* MATERIAL PROVIDED *
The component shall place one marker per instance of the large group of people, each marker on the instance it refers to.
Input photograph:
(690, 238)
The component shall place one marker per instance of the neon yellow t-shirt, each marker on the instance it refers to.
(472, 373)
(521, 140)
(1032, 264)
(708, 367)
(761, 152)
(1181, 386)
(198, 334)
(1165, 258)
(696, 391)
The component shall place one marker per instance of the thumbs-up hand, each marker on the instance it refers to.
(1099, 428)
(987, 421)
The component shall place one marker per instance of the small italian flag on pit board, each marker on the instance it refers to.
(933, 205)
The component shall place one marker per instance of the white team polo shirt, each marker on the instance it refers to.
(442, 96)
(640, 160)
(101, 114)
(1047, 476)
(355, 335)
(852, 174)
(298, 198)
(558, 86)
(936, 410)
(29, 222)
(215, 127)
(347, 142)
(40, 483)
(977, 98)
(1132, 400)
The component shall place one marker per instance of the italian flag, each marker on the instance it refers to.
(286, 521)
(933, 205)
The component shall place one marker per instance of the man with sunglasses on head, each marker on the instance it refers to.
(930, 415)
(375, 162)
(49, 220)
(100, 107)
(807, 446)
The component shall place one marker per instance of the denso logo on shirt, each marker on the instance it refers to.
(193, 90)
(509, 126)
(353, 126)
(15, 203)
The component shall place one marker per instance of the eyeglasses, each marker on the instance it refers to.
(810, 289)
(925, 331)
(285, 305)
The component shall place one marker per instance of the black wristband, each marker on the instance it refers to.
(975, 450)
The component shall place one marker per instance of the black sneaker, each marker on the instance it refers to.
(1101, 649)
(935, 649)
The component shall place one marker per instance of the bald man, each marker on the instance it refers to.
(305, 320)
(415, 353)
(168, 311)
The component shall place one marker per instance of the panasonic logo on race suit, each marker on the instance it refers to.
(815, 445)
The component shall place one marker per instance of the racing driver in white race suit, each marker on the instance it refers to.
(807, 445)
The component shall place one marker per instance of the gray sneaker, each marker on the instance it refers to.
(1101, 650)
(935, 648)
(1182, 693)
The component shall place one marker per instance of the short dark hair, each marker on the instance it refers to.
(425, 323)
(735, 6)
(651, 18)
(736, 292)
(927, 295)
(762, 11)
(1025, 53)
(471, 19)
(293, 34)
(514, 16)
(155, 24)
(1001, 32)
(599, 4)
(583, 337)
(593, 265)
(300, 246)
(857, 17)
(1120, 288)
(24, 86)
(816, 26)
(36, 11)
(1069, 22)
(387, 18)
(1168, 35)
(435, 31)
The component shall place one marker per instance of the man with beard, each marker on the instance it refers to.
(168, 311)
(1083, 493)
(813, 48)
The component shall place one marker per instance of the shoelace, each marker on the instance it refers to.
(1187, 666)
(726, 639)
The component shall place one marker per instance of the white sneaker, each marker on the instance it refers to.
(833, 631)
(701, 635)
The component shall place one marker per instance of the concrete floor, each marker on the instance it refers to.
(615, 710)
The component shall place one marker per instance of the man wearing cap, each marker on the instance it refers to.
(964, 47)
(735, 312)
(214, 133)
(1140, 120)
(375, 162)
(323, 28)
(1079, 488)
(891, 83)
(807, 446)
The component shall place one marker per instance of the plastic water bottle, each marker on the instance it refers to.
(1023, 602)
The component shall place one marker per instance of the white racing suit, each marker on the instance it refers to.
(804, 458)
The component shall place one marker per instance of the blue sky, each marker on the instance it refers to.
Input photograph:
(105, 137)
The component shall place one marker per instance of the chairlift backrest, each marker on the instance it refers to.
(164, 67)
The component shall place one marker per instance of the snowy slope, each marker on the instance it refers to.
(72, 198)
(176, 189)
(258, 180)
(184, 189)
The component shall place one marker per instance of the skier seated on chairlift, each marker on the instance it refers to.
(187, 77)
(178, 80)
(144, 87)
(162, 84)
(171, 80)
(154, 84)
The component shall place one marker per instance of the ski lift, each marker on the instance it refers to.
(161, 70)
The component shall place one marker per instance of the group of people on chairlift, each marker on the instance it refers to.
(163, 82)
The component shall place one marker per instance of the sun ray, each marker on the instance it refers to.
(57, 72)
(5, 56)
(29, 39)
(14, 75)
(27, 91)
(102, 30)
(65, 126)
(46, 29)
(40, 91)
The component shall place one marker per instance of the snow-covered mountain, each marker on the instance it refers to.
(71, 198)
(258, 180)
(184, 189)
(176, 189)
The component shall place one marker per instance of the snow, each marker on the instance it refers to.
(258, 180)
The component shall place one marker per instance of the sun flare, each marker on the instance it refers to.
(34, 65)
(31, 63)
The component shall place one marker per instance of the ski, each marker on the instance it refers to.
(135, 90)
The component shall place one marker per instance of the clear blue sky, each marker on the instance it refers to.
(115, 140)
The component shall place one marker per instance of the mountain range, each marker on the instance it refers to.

* EXERCISE TASK *
Please render every line of the records above as a numbered list, leaving out blank lines.

* RESULT OF THE EXERCISE *
1. The component shall place one marker per instance of the large group of people, each marker on the instance it refers to.
2. Input photograph:
3. (690, 238)
4. The component shall place one marker per instance of the neon yellow t-shirt, each marker on the instance it refers to.
5. (472, 373)
6. (521, 140)
7. (1032, 264)
8. (708, 367)
9. (761, 152)
10. (1181, 386)
11. (198, 334)
12. (1165, 258)
13. (696, 391)
14. The component shall place one marker per instance of the thumbs-up hand, each marker on the instance it refers to.
15. (1099, 428)
16. (987, 421)
17. The component shall place one marker per instance of the small italian flag on pit board, each marker on the instance it refers to.
18. (933, 205)
19. The component shall place one marker per instance of the white team polo shirt, each marker on the instance it refers to.
20. (442, 96)
21. (640, 160)
22. (101, 114)
23. (1047, 476)
24. (355, 335)
25. (852, 174)
26. (298, 198)
27. (558, 86)
28. (936, 410)
29. (29, 222)
30. (215, 127)
31. (347, 142)
32. (40, 483)
33. (977, 98)
34. (1132, 400)
35. The component shall place one marker per instance of the italian flag, each marker on the instance it refers to.
36. (286, 521)
37. (933, 205)
38. The component shall place one marker per instance of the man with sunglasses on head, each marker on the instance it refers to.
39. (930, 415)
40. (375, 162)
41. (49, 220)
42. (100, 107)
43. (807, 446)
44. The component shall place one marker per instance of the denso logo on shirt, each marker on the instance it refers to.
45. (193, 90)
46. (509, 126)
47. (353, 126)
48. (15, 203)
49. The component shall place one marker per instance of the eyeglasses, each marker on the instance it refers to.
50. (810, 289)
51. (925, 331)
52. (285, 305)
53. The component shall place one marker per instance of the black wristband, each marker on the instance it refers to.
54. (975, 450)
55. The component shall place one marker per instance of the black sneaker, each marker on the instance it refers to.
56. (1101, 649)
57. (935, 649)
58. The component shall place one marker per instance of the bald man, each marker on the instance it refers to.
59. (305, 320)
60. (415, 353)
61. (168, 311)
62. The component shall place one marker per instance of the panasonic logo on race suit, each marker on the instance it refers to.
63. (815, 445)
64. The component shall place one marker per instance of the racing driver in white race suit, each marker on the instance it refers to.
65. (807, 445)
66. The component shall place one marker per instance of the gray sneaker, each marker on the instance it refers to.
67. (1101, 650)
68. (935, 648)
69. (1182, 693)
70. The component shall place one marker per instance of the short dark hair, each marker on the instance it refers to.
71. (425, 323)
72. (735, 6)
73. (651, 18)
74. (736, 292)
75. (927, 295)
76. (762, 11)
77. (1025, 53)
78. (471, 19)
79. (293, 34)
80. (514, 16)
81. (155, 24)
82. (1001, 32)
83. (599, 4)
84. (583, 337)
85. (593, 265)
86. (300, 246)
87. (857, 17)
88. (1120, 288)
89. (24, 86)
90. (816, 26)
91. (36, 11)
92. (1069, 22)
93. (387, 18)
94. (1168, 35)
95. (435, 31)
96. The component shall place one marker per instance of the man with beard, each marker on the instance it refers to.
97. (168, 311)
98. (1083, 493)
99. (813, 48)
100. The component shall place one marker per instance of the shoelace, each marker on the instance it refers to.
101. (1187, 666)
102. (726, 639)
103. The component shall place one marker per instance of the white sneaker, each marker on the instance it refers to.
104. (833, 631)
105. (701, 635)
106. The component shall place one marker per instance of the concrete floor, each marker on the instance it refers to.
107. (615, 710)
108. The component shall place one marker per instance of the man wearing cap, each marker on the instance it refers to.
109. (964, 47)
110. (735, 312)
111. (214, 133)
112. (1140, 120)
113. (375, 162)
114. (323, 28)
115. (1079, 488)
116. (891, 83)
117. (807, 446)
118. The component shall place one marker per instance of the plastic water bottle, each marker on the instance it refers to.
119. (1023, 602)
120. The component shall place one marker per instance of the white racing suit, each marker on the instance it refers to.
121. (804, 458)
122. The component shall place one marker per instance of the blue sky, each marker on the instance it refers to.
123. Input photograph:
124. (105, 137)
125. The component shall place one marker per instance of the chairlift backrest, each marker on the instance it refers to.
126. (164, 67)
127. The component shall place one marker per instance of the snowy slope, each marker on the instance it refers to.
128. (72, 198)
129. (176, 189)
130. (258, 180)
131. (184, 189)
132. The component shall place one marker per instance of the skier seated on chairlift, each marker on the instance it refers to.
133. (187, 77)
134. (178, 80)
135. (144, 87)
136. (162, 84)
137. (171, 80)
138. (154, 84)
139. The component shall place one marker per instance of the ski lift, each marker on the instance it refers to.
140. (161, 70)
141. The component shall place one marker per instance of the group of people on chairlift, each marker on the instance it refers to.
142. (163, 82)
143. The component shall place one marker per instance of the sun ray, each marker on the instance it refers to.
144. (57, 72)
145. (5, 56)
146. (29, 39)
147. (14, 75)
148. (27, 91)
149. (102, 30)
150. (65, 126)
151. (46, 29)
152. (40, 91)
153. The component shall place one marker per instance of the snow-covered mountain, each marker on the instance it refers to.
154. (71, 198)
155. (258, 180)
156. (184, 189)
157. (176, 189)
158. The component shall place one marker per instance of the snow, each marker on the instance it refers to.
159. (258, 180)
160. The component shall place one marker per instance of the sun flare, each marker on the instance it refers to.
161. (34, 65)
162. (31, 63)
163. The component shall place one marker per instance of the ski, each marker on the instance it refers to.
164. (135, 90)
165. The component shall place one marker per instance of the clear blue sky, each marker on the instance it refers to.
166. (115, 140)
167. The component shall place one marker per instance of the mountain range, each marker on the instance it refers to.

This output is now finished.